### WORK TO COMPLETE
Render every line of the records below as a numbered list, omitting any blank lines.

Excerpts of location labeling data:
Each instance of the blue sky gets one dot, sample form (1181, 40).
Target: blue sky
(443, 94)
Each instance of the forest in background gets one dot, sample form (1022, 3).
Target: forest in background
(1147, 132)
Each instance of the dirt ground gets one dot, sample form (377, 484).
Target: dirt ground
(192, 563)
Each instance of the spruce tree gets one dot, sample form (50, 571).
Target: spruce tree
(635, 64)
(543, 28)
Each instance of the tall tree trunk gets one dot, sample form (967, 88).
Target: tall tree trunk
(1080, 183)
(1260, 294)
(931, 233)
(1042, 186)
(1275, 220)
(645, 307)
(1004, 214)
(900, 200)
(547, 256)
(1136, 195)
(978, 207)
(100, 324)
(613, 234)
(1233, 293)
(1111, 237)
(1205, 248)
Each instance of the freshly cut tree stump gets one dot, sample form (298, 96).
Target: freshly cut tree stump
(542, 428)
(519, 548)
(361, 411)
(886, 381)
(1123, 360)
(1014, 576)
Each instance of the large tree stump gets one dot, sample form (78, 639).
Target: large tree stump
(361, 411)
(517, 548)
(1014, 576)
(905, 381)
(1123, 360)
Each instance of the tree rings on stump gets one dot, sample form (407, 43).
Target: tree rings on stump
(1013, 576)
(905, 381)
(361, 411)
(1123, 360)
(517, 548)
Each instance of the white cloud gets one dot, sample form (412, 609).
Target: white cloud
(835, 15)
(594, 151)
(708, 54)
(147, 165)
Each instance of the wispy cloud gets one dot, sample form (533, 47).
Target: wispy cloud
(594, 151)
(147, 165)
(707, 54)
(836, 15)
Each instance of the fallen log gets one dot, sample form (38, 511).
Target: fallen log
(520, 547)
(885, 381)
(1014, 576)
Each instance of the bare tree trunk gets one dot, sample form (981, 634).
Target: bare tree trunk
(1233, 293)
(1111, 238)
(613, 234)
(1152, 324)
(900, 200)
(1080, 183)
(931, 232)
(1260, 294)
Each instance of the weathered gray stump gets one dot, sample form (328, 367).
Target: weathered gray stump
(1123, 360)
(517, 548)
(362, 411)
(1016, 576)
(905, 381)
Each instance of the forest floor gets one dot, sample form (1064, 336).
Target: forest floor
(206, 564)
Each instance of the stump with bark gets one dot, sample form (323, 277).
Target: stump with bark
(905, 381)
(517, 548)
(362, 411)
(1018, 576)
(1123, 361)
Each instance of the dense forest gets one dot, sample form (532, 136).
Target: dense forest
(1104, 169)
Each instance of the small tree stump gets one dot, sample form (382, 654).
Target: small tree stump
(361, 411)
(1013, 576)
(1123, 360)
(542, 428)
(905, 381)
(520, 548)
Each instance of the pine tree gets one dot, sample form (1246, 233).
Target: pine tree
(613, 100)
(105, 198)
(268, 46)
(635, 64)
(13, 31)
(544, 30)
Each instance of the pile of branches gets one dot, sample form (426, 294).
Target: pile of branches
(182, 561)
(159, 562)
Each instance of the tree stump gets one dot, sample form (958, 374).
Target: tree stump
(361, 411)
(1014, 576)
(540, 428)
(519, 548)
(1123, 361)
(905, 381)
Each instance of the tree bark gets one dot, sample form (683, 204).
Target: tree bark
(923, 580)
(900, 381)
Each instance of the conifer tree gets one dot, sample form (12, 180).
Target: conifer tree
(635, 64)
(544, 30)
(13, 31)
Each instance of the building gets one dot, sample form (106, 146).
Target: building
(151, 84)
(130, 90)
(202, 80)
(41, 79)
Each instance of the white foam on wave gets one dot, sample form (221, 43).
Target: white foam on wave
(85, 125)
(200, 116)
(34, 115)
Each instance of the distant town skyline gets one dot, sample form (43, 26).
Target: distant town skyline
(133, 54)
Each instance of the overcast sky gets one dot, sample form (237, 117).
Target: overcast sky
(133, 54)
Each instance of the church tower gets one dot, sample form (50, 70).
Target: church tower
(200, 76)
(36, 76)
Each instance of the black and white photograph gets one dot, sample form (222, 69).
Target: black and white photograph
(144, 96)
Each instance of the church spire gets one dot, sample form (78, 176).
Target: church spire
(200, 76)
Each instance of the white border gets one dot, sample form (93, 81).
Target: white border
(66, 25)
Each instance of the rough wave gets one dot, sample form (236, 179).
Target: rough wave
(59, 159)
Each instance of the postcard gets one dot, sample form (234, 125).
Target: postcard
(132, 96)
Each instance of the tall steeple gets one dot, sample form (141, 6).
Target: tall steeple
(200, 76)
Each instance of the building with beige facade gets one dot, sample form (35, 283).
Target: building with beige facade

### OUTPUT OF THE EXERCISE
1. Each instance of the blue sky gets one dot, sample form (1181, 40).
2. Target: blue sky
3. (443, 94)
4. Each instance of the forest in background gets one dot, sample form (1022, 3).
5. Target: forest in background
6. (1147, 132)
7. Each instance of the dirt ground gets one dot, sample form (377, 484).
8. Target: dirt ground
9. (192, 563)
10. Each instance of the spruce tree gets one dot, sample form (50, 571).
11. Target: spruce tree
12. (635, 64)
13. (543, 28)
14. Each instance of the tall tree trunk gets one dot, sample form (967, 88).
15. Target: tall tree trunk
16. (1080, 183)
17. (1260, 294)
18. (931, 233)
19. (1042, 186)
20. (1275, 220)
21. (645, 307)
22. (1004, 214)
23. (900, 200)
24. (547, 256)
25. (1136, 195)
26. (978, 207)
27. (100, 324)
28. (613, 234)
29. (1233, 293)
30. (1111, 237)
31. (1205, 248)
32. Each instance of the freshly cut tree stump gets one dot, sample form (298, 96).
33. Target: freshly cut tree stump
34. (542, 428)
35. (519, 548)
36. (361, 411)
37. (886, 381)
38. (1123, 360)
39. (1014, 576)
40. Each instance of the large tree stump gets one dot, sample form (78, 639).
41. Target: large tree stump
42. (361, 411)
43. (517, 548)
44. (1014, 576)
45. (905, 381)
46. (1123, 360)
47. Each instance of the tree rings on stump gets one dot, sample form (407, 43).
48. Target: tree rings on stump
49. (1013, 576)
50. (905, 381)
51. (361, 411)
52. (1123, 360)
53. (517, 548)
54. Each instance of the white cloud gets one dot, sample form (412, 609).
55. Target: white cloud
56. (835, 15)
57. (594, 151)
58. (708, 54)
59. (147, 165)
60. Each instance of the wispy cloud gets one dot, sample form (533, 47).
61. Target: wispy cloud
62. (594, 151)
63. (147, 165)
64. (707, 54)
65. (836, 15)
66. Each instance of the fallen log gets one dot, sample form (38, 511).
67. Target: fallen log
68. (520, 547)
69. (885, 381)
70. (1014, 576)
71. Each instance of the bare tree trunk gets one dot, sample form (981, 634).
72. Target: bare tree trunk
73. (1233, 293)
74. (1111, 238)
75. (613, 234)
76. (1152, 324)
77. (900, 200)
78. (1080, 183)
79. (931, 232)
80. (1260, 294)
81. Each instance of the weathered gray stump gets one dot, sample form (328, 367).
82. Target: weathered gray stump
83. (1123, 360)
84. (517, 548)
85. (362, 411)
86. (1016, 576)
87. (905, 381)
88. Each instance of the forest floor gets one dot, sample form (1064, 336).
89. Target: forest floor
90. (206, 564)
91. Each instance of the stump with bark gets one dot, sample form (323, 277).
92. Target: stump with bark
93. (905, 381)
94. (517, 548)
95. (362, 411)
96. (1018, 576)
97. (1123, 361)
98. Each instance of the dense forest gets one dot, sample form (532, 136).
99. Target: dense forest
100. (1104, 169)
101. Each instance of the small tree stump gets one dot, sample form (382, 654).
102. Target: small tree stump
103. (361, 411)
104. (1013, 576)
105. (1123, 360)
106. (542, 428)
107. (905, 381)
108. (520, 548)
109. Each instance of the pine tree gets one dot, sample form (1246, 233).
110. Target: pine tree
111. (613, 100)
112. (105, 198)
113. (268, 46)
114. (635, 64)
115. (13, 31)
116. (544, 30)
117. Each instance of the pile of branches gets one dot, sample form (426, 294).
118. Target: pile of branches
119. (182, 561)
120. (159, 562)
121. Each instance of the tree stump gets one dot, sample form (958, 374).
122. Target: tree stump
123. (361, 411)
124. (1014, 576)
125. (540, 428)
126. (519, 548)
127. (1123, 361)
128. (905, 381)
129. Each instance of the tree bark gets one dot, sample form (683, 204).
130. Target: tree bark
131. (923, 580)
132. (900, 381)
133. Each instance of the conifer tree gets one dot, sample form (12, 180).
134. Target: conifer tree
135. (635, 64)
136. (544, 30)
137. (13, 31)
138. Each instance of the building gets one dot, sample form (106, 146).
139. Target: building
140. (151, 84)
141. (130, 90)
142. (202, 80)
143. (41, 79)
144. Each instance of the white foam on wave gets one dot, sample form (221, 43).
145. Target: white foam on wave
146. (85, 125)
147. (200, 116)
148. (34, 115)
149. Each instance of the distant town skyline gets one dot, sample form (43, 26).
150. Target: distant town skyline
151. (133, 54)
152. Each instance of the overcast sky gets one dot, sample form (237, 117).
153. Target: overcast sky
154. (133, 54)
155. Each instance of the church tower gets one dot, sample form (50, 70).
156. Target: church tower
157. (200, 76)
158. (36, 76)
159. Each instance of the black and white photograph gets one dot, sample form (222, 69).
160. Target: black and white photograph
161. (144, 96)
162. Each instance of the church spire gets one dot, sample form (78, 176).
163. Target: church spire
164. (200, 76)
165. Each instance of the white border gets one dot, sample form (93, 81).
166. Target: white border
167. (66, 25)
168. Each instance of the rough wave gets one dot, sample form (236, 179).
169. Target: rough wave
170. (59, 159)
171. Each instance of the postcard gets one dot, sample form (234, 125).
172. Target: postcard
173. (132, 96)
174. Each instance of the tall steeple gets one dot, sample form (141, 6).
175. Target: tall steeple
176. (200, 76)
177. Each instance of the building with beige facade gets one dot, sample form (35, 283).
178. Target: building with beige facade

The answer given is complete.